**Source material:**
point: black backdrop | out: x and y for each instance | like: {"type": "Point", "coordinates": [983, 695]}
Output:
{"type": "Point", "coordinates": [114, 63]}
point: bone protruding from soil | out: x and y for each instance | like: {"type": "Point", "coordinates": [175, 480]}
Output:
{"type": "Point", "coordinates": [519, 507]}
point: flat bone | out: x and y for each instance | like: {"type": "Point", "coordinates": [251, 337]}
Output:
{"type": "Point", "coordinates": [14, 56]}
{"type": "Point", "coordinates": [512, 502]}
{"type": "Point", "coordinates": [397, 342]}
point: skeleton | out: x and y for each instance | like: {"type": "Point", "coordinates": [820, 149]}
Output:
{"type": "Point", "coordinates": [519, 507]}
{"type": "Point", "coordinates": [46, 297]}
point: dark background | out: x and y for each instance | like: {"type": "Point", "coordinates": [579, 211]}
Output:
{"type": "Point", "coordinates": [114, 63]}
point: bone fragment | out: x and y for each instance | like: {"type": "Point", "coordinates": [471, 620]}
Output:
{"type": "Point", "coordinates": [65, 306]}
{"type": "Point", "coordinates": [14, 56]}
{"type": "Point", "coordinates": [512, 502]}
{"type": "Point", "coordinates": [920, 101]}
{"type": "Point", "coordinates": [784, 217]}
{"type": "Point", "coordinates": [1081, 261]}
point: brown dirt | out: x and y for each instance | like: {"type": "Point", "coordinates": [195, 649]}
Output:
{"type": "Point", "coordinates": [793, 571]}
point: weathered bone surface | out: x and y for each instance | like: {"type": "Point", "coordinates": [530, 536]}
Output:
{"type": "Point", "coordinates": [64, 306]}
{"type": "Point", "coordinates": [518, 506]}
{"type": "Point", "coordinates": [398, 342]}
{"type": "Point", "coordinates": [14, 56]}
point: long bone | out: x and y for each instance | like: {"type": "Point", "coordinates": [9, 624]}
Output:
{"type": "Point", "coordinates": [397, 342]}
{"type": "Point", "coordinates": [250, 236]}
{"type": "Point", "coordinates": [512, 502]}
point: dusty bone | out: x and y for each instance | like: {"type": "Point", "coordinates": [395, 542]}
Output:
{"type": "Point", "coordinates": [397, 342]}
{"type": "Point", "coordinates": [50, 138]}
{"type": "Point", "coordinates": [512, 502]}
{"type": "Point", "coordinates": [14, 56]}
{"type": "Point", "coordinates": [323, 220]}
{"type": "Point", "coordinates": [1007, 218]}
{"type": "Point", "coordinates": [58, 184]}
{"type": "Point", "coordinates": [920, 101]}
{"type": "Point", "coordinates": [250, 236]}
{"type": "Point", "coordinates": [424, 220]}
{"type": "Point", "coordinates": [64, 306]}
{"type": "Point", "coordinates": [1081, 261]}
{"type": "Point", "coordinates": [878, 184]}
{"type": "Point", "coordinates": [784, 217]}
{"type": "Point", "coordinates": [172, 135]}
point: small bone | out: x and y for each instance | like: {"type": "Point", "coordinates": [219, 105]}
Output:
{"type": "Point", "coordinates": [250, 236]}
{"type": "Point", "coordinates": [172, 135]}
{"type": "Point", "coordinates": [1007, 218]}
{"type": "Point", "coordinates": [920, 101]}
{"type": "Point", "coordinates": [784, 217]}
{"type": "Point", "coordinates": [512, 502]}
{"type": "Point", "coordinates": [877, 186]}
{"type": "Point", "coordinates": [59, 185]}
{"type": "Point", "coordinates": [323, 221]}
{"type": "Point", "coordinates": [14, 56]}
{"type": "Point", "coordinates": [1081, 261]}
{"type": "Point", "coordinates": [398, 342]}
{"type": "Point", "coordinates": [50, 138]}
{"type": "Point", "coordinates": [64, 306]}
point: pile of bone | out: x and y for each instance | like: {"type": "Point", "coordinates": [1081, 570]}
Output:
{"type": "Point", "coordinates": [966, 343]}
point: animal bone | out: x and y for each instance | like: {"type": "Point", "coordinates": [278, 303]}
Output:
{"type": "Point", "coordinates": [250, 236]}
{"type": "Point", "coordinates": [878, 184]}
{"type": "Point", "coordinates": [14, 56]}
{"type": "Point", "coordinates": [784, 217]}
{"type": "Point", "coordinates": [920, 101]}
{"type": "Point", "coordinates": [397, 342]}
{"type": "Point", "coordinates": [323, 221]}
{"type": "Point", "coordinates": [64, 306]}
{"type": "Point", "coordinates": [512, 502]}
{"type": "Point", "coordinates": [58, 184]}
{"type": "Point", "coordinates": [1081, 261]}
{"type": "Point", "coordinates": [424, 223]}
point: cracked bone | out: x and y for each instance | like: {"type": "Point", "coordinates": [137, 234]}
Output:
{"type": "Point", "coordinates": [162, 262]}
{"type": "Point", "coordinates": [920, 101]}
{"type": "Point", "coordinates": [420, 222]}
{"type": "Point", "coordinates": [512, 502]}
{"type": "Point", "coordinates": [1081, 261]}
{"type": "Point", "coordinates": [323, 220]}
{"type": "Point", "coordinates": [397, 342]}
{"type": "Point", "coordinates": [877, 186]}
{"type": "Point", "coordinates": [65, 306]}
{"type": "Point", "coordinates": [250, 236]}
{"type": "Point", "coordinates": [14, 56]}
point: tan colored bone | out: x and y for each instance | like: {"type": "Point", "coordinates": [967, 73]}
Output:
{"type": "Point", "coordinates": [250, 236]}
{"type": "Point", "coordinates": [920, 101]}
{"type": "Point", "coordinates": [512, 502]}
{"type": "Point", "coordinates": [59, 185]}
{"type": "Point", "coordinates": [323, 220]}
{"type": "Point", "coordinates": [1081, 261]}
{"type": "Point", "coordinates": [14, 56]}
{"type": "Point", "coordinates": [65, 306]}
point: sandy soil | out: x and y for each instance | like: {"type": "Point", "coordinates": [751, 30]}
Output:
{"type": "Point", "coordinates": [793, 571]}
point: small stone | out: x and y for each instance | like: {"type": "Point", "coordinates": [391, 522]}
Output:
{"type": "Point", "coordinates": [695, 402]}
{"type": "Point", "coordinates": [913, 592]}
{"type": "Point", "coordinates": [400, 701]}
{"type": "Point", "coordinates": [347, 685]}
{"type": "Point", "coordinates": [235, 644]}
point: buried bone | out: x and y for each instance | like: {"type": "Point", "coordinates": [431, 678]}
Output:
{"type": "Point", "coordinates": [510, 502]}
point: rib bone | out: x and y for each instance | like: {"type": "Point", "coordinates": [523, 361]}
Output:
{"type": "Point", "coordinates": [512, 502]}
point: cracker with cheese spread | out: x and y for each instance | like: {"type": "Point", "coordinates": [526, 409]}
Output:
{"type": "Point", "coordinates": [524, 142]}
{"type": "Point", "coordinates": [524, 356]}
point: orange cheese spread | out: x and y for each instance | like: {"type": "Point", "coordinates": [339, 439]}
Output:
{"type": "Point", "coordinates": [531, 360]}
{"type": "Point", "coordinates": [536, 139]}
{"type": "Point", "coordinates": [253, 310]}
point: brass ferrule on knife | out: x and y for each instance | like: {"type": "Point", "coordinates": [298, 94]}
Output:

**What you should do:**
Output every entry shown above, exactly.

**Task answer:**
point: black backdrop | out: x and y for each instance | like: {"type": "Point", "coordinates": [983, 695]}
Output:
{"type": "Point", "coordinates": [114, 63]}
point: bone protruding from soil | out: x and y for each instance | like: {"type": "Point", "coordinates": [175, 480]}
Output:
{"type": "Point", "coordinates": [519, 507]}
point: flat bone | out: x and y for each instance | like: {"type": "Point", "coordinates": [251, 337]}
Output:
{"type": "Point", "coordinates": [14, 56]}
{"type": "Point", "coordinates": [512, 502]}
{"type": "Point", "coordinates": [397, 342]}
point: skeleton | out: x and y for each instance | like: {"type": "Point", "coordinates": [820, 149]}
Output:
{"type": "Point", "coordinates": [519, 507]}
{"type": "Point", "coordinates": [46, 297]}
point: dark background | out: x and y for each instance | like: {"type": "Point", "coordinates": [579, 211]}
Output:
{"type": "Point", "coordinates": [114, 63]}
point: bone fragment | out: x and y for each instance | like: {"type": "Point", "coordinates": [471, 620]}
Output:
{"type": "Point", "coordinates": [65, 306]}
{"type": "Point", "coordinates": [14, 56]}
{"type": "Point", "coordinates": [512, 502]}
{"type": "Point", "coordinates": [920, 101]}
{"type": "Point", "coordinates": [784, 217]}
{"type": "Point", "coordinates": [1081, 261]}
point: brown dirt | out: x and y for each instance | like: {"type": "Point", "coordinates": [195, 649]}
Output:
{"type": "Point", "coordinates": [793, 571]}
point: weathered bone surface | out: x and y for each instance | like: {"type": "Point", "coordinates": [530, 536]}
Output:
{"type": "Point", "coordinates": [64, 306]}
{"type": "Point", "coordinates": [518, 506]}
{"type": "Point", "coordinates": [398, 342]}
{"type": "Point", "coordinates": [14, 56]}
point: long bone | out: x and y for each instance | like: {"type": "Point", "coordinates": [9, 624]}
Output:
{"type": "Point", "coordinates": [397, 342]}
{"type": "Point", "coordinates": [250, 236]}
{"type": "Point", "coordinates": [512, 502]}
point: dusty bone | out: x and y for each instance | like: {"type": "Point", "coordinates": [395, 542]}
Output:
{"type": "Point", "coordinates": [397, 342]}
{"type": "Point", "coordinates": [50, 138]}
{"type": "Point", "coordinates": [512, 502]}
{"type": "Point", "coordinates": [14, 56]}
{"type": "Point", "coordinates": [323, 220]}
{"type": "Point", "coordinates": [1007, 218]}
{"type": "Point", "coordinates": [58, 184]}
{"type": "Point", "coordinates": [920, 101]}
{"type": "Point", "coordinates": [250, 236]}
{"type": "Point", "coordinates": [424, 220]}
{"type": "Point", "coordinates": [64, 306]}
{"type": "Point", "coordinates": [1081, 261]}
{"type": "Point", "coordinates": [878, 184]}
{"type": "Point", "coordinates": [784, 217]}
{"type": "Point", "coordinates": [172, 135]}
point: small bone | out: x and y for each instance | like: {"type": "Point", "coordinates": [219, 105]}
Output:
{"type": "Point", "coordinates": [250, 236]}
{"type": "Point", "coordinates": [172, 135]}
{"type": "Point", "coordinates": [1007, 218]}
{"type": "Point", "coordinates": [920, 101]}
{"type": "Point", "coordinates": [784, 217]}
{"type": "Point", "coordinates": [512, 502]}
{"type": "Point", "coordinates": [877, 186]}
{"type": "Point", "coordinates": [59, 185]}
{"type": "Point", "coordinates": [323, 221]}
{"type": "Point", "coordinates": [14, 56]}
{"type": "Point", "coordinates": [1081, 261]}
{"type": "Point", "coordinates": [398, 342]}
{"type": "Point", "coordinates": [50, 138]}
{"type": "Point", "coordinates": [64, 306]}
point: pile of bone | out: x and y for each instance | like: {"type": "Point", "coordinates": [1081, 570]}
Output:
{"type": "Point", "coordinates": [966, 343]}
point: animal bone | out: x and y for each instance | like: {"type": "Point", "coordinates": [278, 303]}
Output:
{"type": "Point", "coordinates": [250, 236]}
{"type": "Point", "coordinates": [878, 184]}
{"type": "Point", "coordinates": [14, 56]}
{"type": "Point", "coordinates": [784, 217]}
{"type": "Point", "coordinates": [920, 101]}
{"type": "Point", "coordinates": [397, 342]}
{"type": "Point", "coordinates": [323, 221]}
{"type": "Point", "coordinates": [64, 306]}
{"type": "Point", "coordinates": [512, 502]}
{"type": "Point", "coordinates": [58, 184]}
{"type": "Point", "coordinates": [1081, 261]}
{"type": "Point", "coordinates": [424, 223]}
point: cracked bone | out: x and y for each instance | like: {"type": "Point", "coordinates": [137, 234]}
Output:
{"type": "Point", "coordinates": [162, 262]}
{"type": "Point", "coordinates": [920, 101]}
{"type": "Point", "coordinates": [420, 222]}
{"type": "Point", "coordinates": [512, 502]}
{"type": "Point", "coordinates": [1081, 261]}
{"type": "Point", "coordinates": [323, 220]}
{"type": "Point", "coordinates": [397, 342]}
{"type": "Point", "coordinates": [877, 186]}
{"type": "Point", "coordinates": [65, 306]}
{"type": "Point", "coordinates": [250, 236]}
{"type": "Point", "coordinates": [14, 56]}
point: tan colored bone | out: x and y for each instance | like: {"type": "Point", "coordinates": [967, 73]}
Output:
{"type": "Point", "coordinates": [250, 236]}
{"type": "Point", "coordinates": [920, 101]}
{"type": "Point", "coordinates": [512, 502]}
{"type": "Point", "coordinates": [59, 185]}
{"type": "Point", "coordinates": [323, 220]}
{"type": "Point", "coordinates": [1081, 261]}
{"type": "Point", "coordinates": [14, 56]}
{"type": "Point", "coordinates": [65, 306]}
point: sandy soil | out: x and y for each instance | like: {"type": "Point", "coordinates": [751, 30]}
Output:
{"type": "Point", "coordinates": [793, 571]}
point: small stone | out: x and y for each instance | like: {"type": "Point", "coordinates": [391, 522]}
Output:
{"type": "Point", "coordinates": [695, 402]}
{"type": "Point", "coordinates": [913, 592]}
{"type": "Point", "coordinates": [400, 701]}
{"type": "Point", "coordinates": [347, 685]}
{"type": "Point", "coordinates": [235, 644]}
point: buried bone | out: x and y for each instance | like: {"type": "Point", "coordinates": [431, 678]}
Output:
{"type": "Point", "coordinates": [510, 502]}
point: rib bone | out: x and y for each instance | like: {"type": "Point", "coordinates": [523, 361]}
Output:
{"type": "Point", "coordinates": [512, 502]}
point: cracker with cheese spread | out: x and y for each instance | like: {"type": "Point", "coordinates": [526, 409]}
Output:
{"type": "Point", "coordinates": [524, 142]}
{"type": "Point", "coordinates": [524, 356]}
point: orange cheese spread | out: x and y for each instance | like: {"type": "Point", "coordinates": [339, 439]}
Output:
{"type": "Point", "coordinates": [531, 360]}
{"type": "Point", "coordinates": [536, 139]}
{"type": "Point", "coordinates": [253, 310]}
point: brass ferrule on knife | out: x and y for each instance | like: {"type": "Point", "coordinates": [298, 94]}
Output:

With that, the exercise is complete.